= Natural language region descriptions =
=====
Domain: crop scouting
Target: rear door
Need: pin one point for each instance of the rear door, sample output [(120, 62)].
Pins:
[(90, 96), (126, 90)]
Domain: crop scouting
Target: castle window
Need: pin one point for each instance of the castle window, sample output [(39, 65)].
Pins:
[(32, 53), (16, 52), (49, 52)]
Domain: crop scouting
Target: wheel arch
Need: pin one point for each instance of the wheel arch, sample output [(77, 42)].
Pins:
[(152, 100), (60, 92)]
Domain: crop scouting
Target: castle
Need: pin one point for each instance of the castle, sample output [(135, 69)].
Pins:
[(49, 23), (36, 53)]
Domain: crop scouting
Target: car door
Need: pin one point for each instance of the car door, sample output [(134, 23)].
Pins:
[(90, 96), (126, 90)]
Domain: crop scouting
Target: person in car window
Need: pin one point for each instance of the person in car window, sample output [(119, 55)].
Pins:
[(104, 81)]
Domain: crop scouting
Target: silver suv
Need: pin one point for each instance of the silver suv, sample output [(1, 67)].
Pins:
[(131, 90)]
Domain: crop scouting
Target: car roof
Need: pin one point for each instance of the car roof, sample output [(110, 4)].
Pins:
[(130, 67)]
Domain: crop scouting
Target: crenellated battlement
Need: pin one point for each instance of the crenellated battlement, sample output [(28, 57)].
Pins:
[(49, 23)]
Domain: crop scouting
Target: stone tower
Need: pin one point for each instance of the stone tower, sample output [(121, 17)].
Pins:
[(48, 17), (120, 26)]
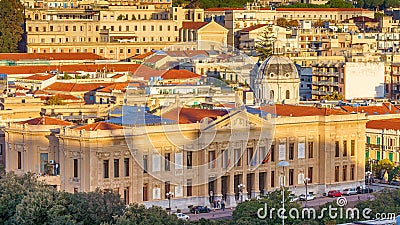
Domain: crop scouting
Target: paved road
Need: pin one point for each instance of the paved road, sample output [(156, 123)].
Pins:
[(352, 200)]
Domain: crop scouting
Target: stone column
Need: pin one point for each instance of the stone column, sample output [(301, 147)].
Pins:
[(230, 196), (256, 190)]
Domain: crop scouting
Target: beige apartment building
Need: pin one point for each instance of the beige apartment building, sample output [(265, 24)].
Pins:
[(117, 32), (143, 163)]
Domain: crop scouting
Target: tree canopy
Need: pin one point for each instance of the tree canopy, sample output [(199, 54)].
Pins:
[(11, 22)]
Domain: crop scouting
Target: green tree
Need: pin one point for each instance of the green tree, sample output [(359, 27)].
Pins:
[(11, 21), (246, 212), (282, 22), (264, 47), (382, 167), (394, 174), (54, 100)]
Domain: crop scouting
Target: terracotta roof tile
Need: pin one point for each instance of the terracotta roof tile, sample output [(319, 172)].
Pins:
[(75, 87), (190, 115), (143, 56), (296, 110), (99, 126), (39, 77), (388, 124), (49, 56), (179, 74), (193, 25), (247, 29), (45, 120), (68, 68), (385, 108)]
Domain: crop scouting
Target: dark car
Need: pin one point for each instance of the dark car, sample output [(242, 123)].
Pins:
[(200, 209), (365, 190), (334, 193)]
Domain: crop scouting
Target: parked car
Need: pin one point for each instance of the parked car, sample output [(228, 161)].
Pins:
[(334, 193), (200, 209), (293, 198), (309, 197), (349, 191), (394, 182), (182, 216), (365, 190)]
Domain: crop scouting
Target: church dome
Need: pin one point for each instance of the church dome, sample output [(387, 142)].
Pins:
[(277, 67)]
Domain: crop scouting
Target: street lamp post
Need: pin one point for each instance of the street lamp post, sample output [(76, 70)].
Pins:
[(241, 187), (283, 164), (369, 174), (306, 180), (169, 196)]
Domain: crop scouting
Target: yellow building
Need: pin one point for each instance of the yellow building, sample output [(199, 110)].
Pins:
[(198, 159)]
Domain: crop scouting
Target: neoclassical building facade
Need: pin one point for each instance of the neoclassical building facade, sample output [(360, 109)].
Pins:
[(197, 161)]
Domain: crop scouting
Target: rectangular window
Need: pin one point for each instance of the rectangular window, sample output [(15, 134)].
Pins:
[(291, 175), (238, 158), (310, 150), (75, 167), (211, 159), (272, 153), (19, 160), (291, 151), (189, 188), (116, 167), (272, 178), (352, 170), (167, 188), (145, 164), (249, 156), (167, 160), (336, 173), (106, 169), (336, 149), (126, 167), (189, 159)]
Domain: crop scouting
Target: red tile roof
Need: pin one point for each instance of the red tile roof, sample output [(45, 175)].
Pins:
[(68, 68), (99, 126), (143, 56), (385, 108), (114, 87), (179, 74), (39, 77), (247, 29), (45, 120), (388, 124), (319, 9), (49, 56), (75, 87), (193, 25), (296, 110), (190, 115)]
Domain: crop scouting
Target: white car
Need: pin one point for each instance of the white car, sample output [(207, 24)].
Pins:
[(182, 216), (309, 197)]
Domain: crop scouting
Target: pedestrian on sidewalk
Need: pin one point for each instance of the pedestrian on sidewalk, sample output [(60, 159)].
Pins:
[(223, 205)]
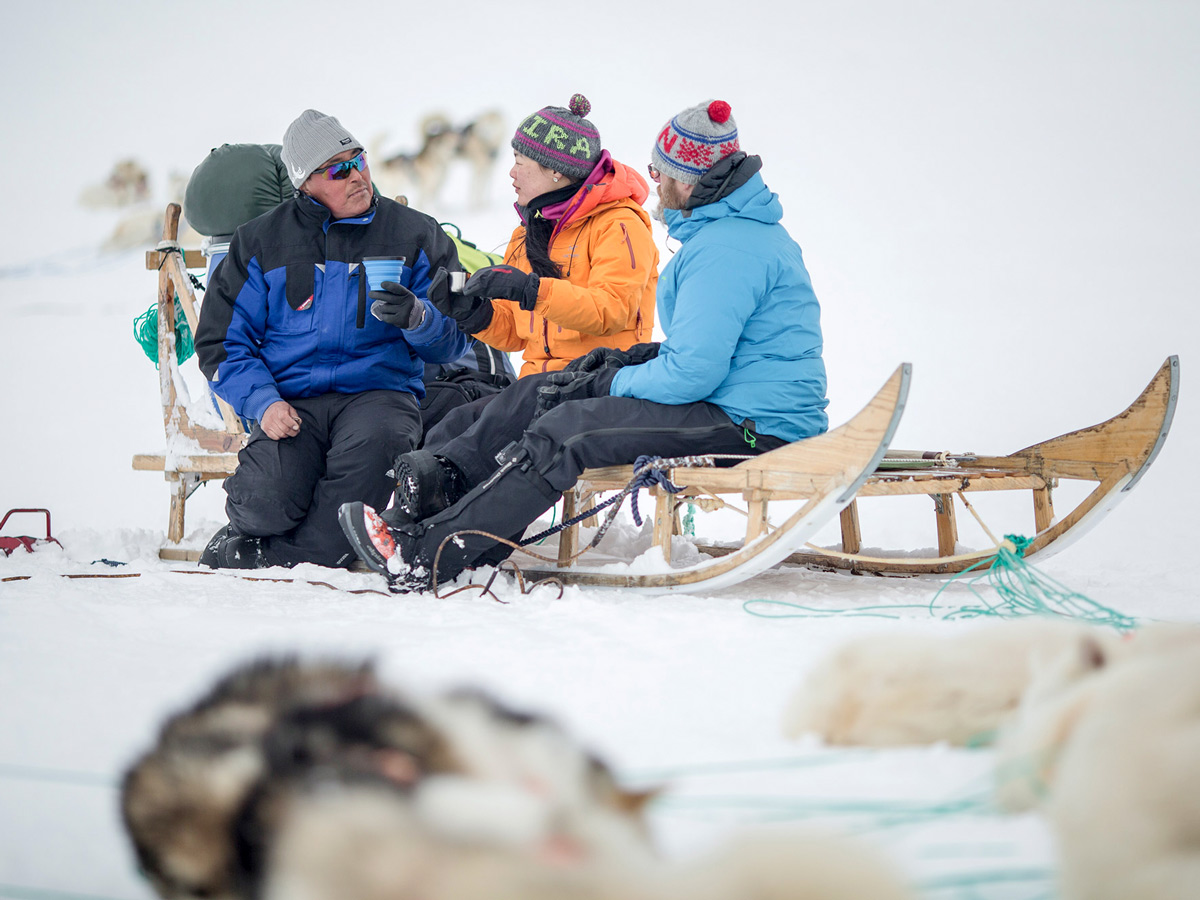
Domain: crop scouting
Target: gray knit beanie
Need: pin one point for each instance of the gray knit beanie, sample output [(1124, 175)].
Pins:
[(695, 141), (311, 139), (561, 139)]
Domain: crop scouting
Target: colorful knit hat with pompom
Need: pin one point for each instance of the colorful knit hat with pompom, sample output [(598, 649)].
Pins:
[(695, 141), (561, 139)]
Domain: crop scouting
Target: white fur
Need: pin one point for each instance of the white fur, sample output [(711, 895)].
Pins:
[(895, 689), (1125, 799)]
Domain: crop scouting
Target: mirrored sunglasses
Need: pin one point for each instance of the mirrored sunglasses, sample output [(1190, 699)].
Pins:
[(340, 171)]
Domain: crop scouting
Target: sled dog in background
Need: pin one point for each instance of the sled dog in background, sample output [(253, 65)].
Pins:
[(1123, 802), (421, 175), (894, 689), (126, 185)]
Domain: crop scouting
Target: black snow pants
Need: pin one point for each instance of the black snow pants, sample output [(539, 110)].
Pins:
[(288, 491), (545, 456)]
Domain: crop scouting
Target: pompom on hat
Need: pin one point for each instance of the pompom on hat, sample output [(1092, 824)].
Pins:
[(695, 141), (561, 139)]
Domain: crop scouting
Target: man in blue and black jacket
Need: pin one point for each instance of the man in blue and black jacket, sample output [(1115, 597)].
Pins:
[(292, 337), (739, 371)]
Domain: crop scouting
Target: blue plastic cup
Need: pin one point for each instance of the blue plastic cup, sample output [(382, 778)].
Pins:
[(381, 269)]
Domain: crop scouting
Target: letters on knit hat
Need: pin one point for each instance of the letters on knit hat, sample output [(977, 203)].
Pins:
[(693, 142), (311, 139)]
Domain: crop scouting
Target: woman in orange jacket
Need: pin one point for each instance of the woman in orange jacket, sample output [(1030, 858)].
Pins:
[(580, 270)]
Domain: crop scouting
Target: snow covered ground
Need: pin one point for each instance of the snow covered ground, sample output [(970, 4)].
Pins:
[(1003, 196)]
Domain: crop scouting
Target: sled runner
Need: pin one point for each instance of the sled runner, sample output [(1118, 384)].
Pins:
[(823, 472), (1113, 455)]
=====
= Task brief =
Drop the pictures; repeat each entry above exactly.

= Solved problem =
Domain: crop scouting
Target: rear door
Need: pin one point for each instance of the rear door, sample output [(120, 62)].
Pins:
[(90, 96), (126, 90)]
Domain: crop scouting
Target: castle window
Need: pin one point for each instance of the castle window, sample output [(39, 65)].
Pins:
[(32, 53), (16, 52), (49, 52)]
Domain: crop scouting
Target: wheel arch
Need: pin one point for each instance of the wheel arch, sample output [(77, 42)].
Pins:
[(152, 100), (60, 92)]
Domain: crop scouting
Target: castle
Need: pin one point for each instance of the castle, sample output [(135, 69)].
Pins:
[(49, 23), (36, 53)]
Domain: crop scouting
Target: car door
Need: pin one point for each instance of the car door, sample output [(134, 23)].
Pins:
[(90, 96), (126, 90)]
Domain: crop scouting
Target: person in car window
Need: pin one point for each instance of the person in car window, sample output [(119, 55)].
Pins:
[(104, 81)]
Domain: crop scouting
Target: silver suv
Need: pin one point for each instance of the silver suv, sample output [(1, 67)].
Pins:
[(131, 90)]
Domain: crop scouting
Target: car roof
Need: pin one point for each instance of the car roof, sample output [(110, 4)].
Pins:
[(130, 67)]
Domain: crop scouting
Target: crenellated battlement
Need: pin one point for each instance of the crenellated battlement, sample output [(28, 57)].
Pins:
[(49, 23)]
Domain: crop scouting
Target: stone tower
Need: pin one point for each instance of the stone tower, sample output [(121, 17)].
Pins:
[(48, 17), (120, 26)]
Domain: crop scouting
Target: paved road
Need: pin one point for each instance of the paved road, sample output [(156, 123)].
Pins:
[(352, 200)]
Domain: crop scouting
Target: stone column
Need: pin one point for each instance of the stone column, sample output [(301, 147)].
Pins:
[(230, 196), (256, 190)]
Domain: crop scouting
Target: beige apartment building
Need: pin one point for each instance of the beige apartment building, sample output [(265, 24)].
Pins:
[(117, 32), (143, 163)]
Domain: crop scouting
Target: tree canopy
Need: pin one point for each instance of the tree canopy, sample output [(199, 54)].
Pins:
[(11, 22)]
Domain: crop scouting
Target: green tree
Need: pin one point for each instance of the green tree, sample output [(359, 27)].
Pins:
[(11, 21), (246, 212), (282, 22), (264, 47), (382, 167), (394, 174), (54, 100)]
Domain: crop scouting
Target: terracotta roof tile
Need: pin one point for each instance of the terracotta roof tile, sample output [(319, 172)].
Pins:
[(75, 87), (190, 115), (143, 56), (296, 110), (99, 126), (39, 77), (388, 124), (49, 56), (179, 74), (193, 25), (247, 29), (45, 120), (68, 68), (385, 108)]
Domain: crop scouting
Target: dark car
Need: pin one point for each instance of the dark car, sample output [(242, 123)].
Pins:
[(200, 209), (365, 190), (334, 193)]
Domain: crop scouting
Target: parked car
Need: pin one point for each instance of the parked car, sample output [(228, 161)].
Pins:
[(334, 193), (200, 209), (293, 198), (309, 197), (349, 191), (394, 182), (182, 216), (365, 190)]
Domain: crop scouting
Target: church dome
Need: pin one point for each instance of the church dome, sample output [(387, 142)].
Pins:
[(277, 67)]
Domain: crop scouting
Target: street lamp post
Need: pin one point for each instance of the street lamp post, sample output [(76, 70)].
Pins:
[(241, 187), (283, 164), (369, 174), (306, 180), (169, 196)]
Domain: crop scouting
Target: yellow building
Need: pin one point for each instance of the yellow building, sample output [(199, 110)].
Pins:
[(198, 159)]
Domain: crop scouting
Target: neoclassical building facade
Need: pin one point for each instance of the neoclassical building facade, sample output [(360, 109)].
Pins:
[(197, 161)]
Domain: crop scouting
Target: rectangular window
Need: pin one point for each instance of the rectangular window, sample output [(15, 134)].
Pins:
[(291, 175), (238, 158), (310, 150), (75, 167), (211, 159), (272, 153), (19, 160), (291, 151), (189, 188), (116, 167), (272, 178), (352, 170), (167, 188), (145, 164), (249, 156), (167, 160), (336, 173), (106, 169), (336, 149), (126, 167), (189, 159)]
Domain: crop scouting
Target: red tile roof
Need: pin one point for each instance of the red tile roof, sample output [(45, 175)].
Pins:
[(68, 68), (99, 126), (143, 56), (385, 108), (114, 87), (179, 74), (39, 77), (247, 29), (45, 120), (388, 124), (319, 9), (49, 56), (75, 87), (193, 25), (296, 110), (190, 115)]
Domain: crop scouting
Target: white car
Need: pin one point for each instance of the white car, sample output [(207, 24)].
Pins:
[(182, 216), (309, 197)]
Domain: crop scouting
Target: pedestrian on sidewalk
Need: pin one point for each instance of the pedestrian on sidewalk, sample output [(60, 159)].
Pins:
[(223, 205)]
Domain: crop scouting
Target: gray knit beanie
Need: pin one point for each instance of the gray knit beanie, sample output [(1124, 175)].
Pins:
[(695, 141), (311, 139), (561, 139)]
Domain: crop scouting
Target: colorful knit hat with pompom
Need: pin one point for each instance of the colorful knit hat with pompom, sample output [(598, 649)].
Pins:
[(695, 141), (561, 139)]
Domain: crop scouting
Target: white fur
Need: pin one point for each instance of the white fur, sample output [(711, 895)].
Pins:
[(895, 689), (1125, 799)]
Domain: crop scouting
Target: mirrored sunglasses
Need: pin one point for each instance of the mirrored sunglasses, sample output [(1190, 699)].
Pins:
[(340, 171)]
Domain: crop scouting
Target: sled dog in background
Need: pin one point for each instance of the sled dog in background, sample output [(253, 65)].
Pins:
[(1123, 802), (421, 175), (894, 689), (126, 185)]
Domain: crop scouting
Target: black snow pants
Need: pin one point for each instance of the black snow pants, sample output [(539, 110)].
Pins:
[(288, 491), (545, 456)]
Domain: crop scouting
Target: pompom on hat
Need: pin one point for each instance of the pompom on hat, sample output [(1092, 824)].
Pins:
[(695, 141), (561, 139)]
Domain: crop scouting
Target: man in blue and black jacket
Need: pin one point for each instance of the man in blue and black jacket, sample output [(1115, 597)].
Pins:
[(292, 337), (739, 371)]
Domain: crop scouting
Target: blue plastic cup
Need: pin one point for each instance of the blue plastic cup, sample output [(382, 778)].
Pins:
[(381, 269)]
Domain: crop scouting
Target: letters on knit hat
Need: pin one point for each instance of the letters on knit hat, sample output [(977, 203)].
Pins:
[(693, 142), (311, 139)]
Domain: crop scouting
Target: woman in orange jacket
Need: pin one point for each instance of the woman in orange jacket, sample output [(1030, 858)].
Pins:
[(580, 270)]
Domain: crop scouting
Target: snow covered ground
Need: pin one point for each instance of the snow covered ground, sample output [(970, 4)].
Pins:
[(1003, 196)]
Domain: crop scouting
Target: sled runner
Need: pin one point for each instance of the sled runner, sample output [(1118, 384)].
Pins:
[(823, 472), (1113, 455)]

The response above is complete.